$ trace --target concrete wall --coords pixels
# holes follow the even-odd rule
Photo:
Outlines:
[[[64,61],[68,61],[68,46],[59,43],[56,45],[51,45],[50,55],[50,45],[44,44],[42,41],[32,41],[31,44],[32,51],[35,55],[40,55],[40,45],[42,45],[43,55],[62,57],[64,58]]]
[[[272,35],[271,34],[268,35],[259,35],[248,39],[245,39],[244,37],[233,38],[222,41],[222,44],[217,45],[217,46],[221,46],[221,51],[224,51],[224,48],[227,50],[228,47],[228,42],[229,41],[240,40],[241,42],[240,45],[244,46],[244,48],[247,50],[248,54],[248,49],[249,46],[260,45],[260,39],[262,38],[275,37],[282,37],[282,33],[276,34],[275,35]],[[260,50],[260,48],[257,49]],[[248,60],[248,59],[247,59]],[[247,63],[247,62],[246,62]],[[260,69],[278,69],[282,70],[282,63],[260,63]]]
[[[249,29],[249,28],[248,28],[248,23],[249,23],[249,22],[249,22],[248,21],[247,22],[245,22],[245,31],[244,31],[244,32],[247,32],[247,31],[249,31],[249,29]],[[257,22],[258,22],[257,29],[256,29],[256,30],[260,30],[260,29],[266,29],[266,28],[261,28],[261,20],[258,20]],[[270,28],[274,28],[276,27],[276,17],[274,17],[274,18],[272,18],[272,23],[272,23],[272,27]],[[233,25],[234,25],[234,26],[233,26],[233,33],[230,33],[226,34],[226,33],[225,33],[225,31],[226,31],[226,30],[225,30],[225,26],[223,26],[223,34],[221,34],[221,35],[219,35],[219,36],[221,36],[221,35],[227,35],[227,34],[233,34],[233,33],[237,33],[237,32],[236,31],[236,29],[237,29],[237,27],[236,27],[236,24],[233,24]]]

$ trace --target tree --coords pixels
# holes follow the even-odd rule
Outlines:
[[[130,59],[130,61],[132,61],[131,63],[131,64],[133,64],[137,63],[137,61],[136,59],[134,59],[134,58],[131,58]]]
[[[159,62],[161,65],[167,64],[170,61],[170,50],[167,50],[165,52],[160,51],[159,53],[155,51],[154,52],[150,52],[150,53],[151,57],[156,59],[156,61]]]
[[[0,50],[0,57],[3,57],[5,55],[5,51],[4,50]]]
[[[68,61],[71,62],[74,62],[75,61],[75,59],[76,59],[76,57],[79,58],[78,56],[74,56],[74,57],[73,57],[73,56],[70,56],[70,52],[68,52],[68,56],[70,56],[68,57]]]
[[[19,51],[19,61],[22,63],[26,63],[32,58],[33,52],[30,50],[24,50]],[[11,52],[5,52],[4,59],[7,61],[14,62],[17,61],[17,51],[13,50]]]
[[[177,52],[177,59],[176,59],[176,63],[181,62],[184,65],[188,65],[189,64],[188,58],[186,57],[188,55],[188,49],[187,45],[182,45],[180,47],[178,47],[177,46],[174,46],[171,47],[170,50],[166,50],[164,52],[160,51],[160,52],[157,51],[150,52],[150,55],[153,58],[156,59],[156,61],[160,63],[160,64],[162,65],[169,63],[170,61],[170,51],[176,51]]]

━━━

Copy every line of the items above, character for character, with no changes.

Answer for the task -
$ trace --target concrete wall --coords pixels
# holes follow the even-odd rule
Photo:
Outlines:
[[[64,61],[68,61],[68,46],[59,43],[56,45],[51,45],[50,55],[50,45],[44,44],[42,41],[32,41],[31,44],[32,51],[35,55],[40,55],[40,45],[42,45],[43,55],[62,57],[64,58]]]
[[[272,35],[271,34],[268,35],[259,35],[248,39],[245,39],[244,37],[233,38],[222,41],[222,44],[217,45],[217,46],[221,46],[221,51],[224,51],[224,48],[227,50],[228,47],[228,42],[229,41],[240,40],[241,42],[240,45],[244,46],[244,48],[247,50],[248,54],[248,49],[249,46],[260,45],[260,39],[262,38],[275,37],[282,37],[282,33],[276,34],[275,35]],[[260,50],[260,48],[257,49]],[[248,60],[248,59],[247,59]],[[247,63],[247,62],[246,62]],[[260,69],[278,69],[282,70],[282,63],[260,63]]]
[[[249,29],[249,28],[248,28],[248,23],[249,23],[249,22],[249,22],[248,21],[247,22],[245,22],[245,31],[244,31],[244,32],[247,32],[247,31],[249,31],[249,29]],[[257,22],[258,22],[257,29],[256,29],[256,30],[260,30],[260,29],[266,29],[266,28],[261,28],[261,20],[258,20]],[[270,28],[274,28],[276,27],[276,17],[274,17],[274,18],[272,18],[272,23],[272,23],[272,27]],[[233,25],[234,25],[234,26],[233,26],[233,33],[230,33],[226,34],[226,33],[225,33],[225,31],[226,31],[226,30],[225,30],[225,26],[223,26],[223,34],[221,34],[221,35],[219,35],[219,36],[221,36],[221,35],[227,35],[227,34],[233,34],[233,33],[237,33],[237,32],[236,31],[236,29],[237,29],[237,27],[236,27],[236,24],[233,24]]]

$ trace --target tree --coords pixels
# holes follow the even-odd rule
Outlines:
[[[130,59],[130,61],[132,61],[131,63],[131,64],[133,64],[137,63],[137,61],[136,59],[134,59],[134,58],[131,58]]]
[[[159,62],[161,65],[167,64],[170,61],[170,50],[167,50],[165,52],[160,51],[159,53],[155,51],[154,52],[150,52],[150,53],[151,57],[156,59],[156,61]]]
[[[0,50],[0,57],[3,57],[5,55],[5,51],[4,50]]]
[[[68,61],[71,62],[74,62],[75,61],[75,59],[76,59],[76,57],[79,58],[78,56],[74,56],[74,57],[73,57],[73,56],[70,56],[70,52],[68,52],[68,56],[70,56],[68,57]]]
[[[19,51],[19,61],[22,63],[26,63],[32,58],[33,52],[30,50],[24,50]],[[11,52],[5,52],[4,59],[7,61],[14,62],[17,61],[17,51],[13,50]]]
[[[177,52],[177,59],[176,59],[176,63],[181,62],[184,65],[188,65],[189,64],[188,58],[186,57],[188,55],[188,49],[187,45],[182,45],[180,47],[178,47],[177,46],[174,46],[171,47],[170,50],[166,50],[164,52],[160,51],[160,52],[157,51],[150,52],[150,55],[153,58],[156,59],[156,61],[160,63],[160,64],[162,65],[169,63],[170,61],[170,51],[176,51]]]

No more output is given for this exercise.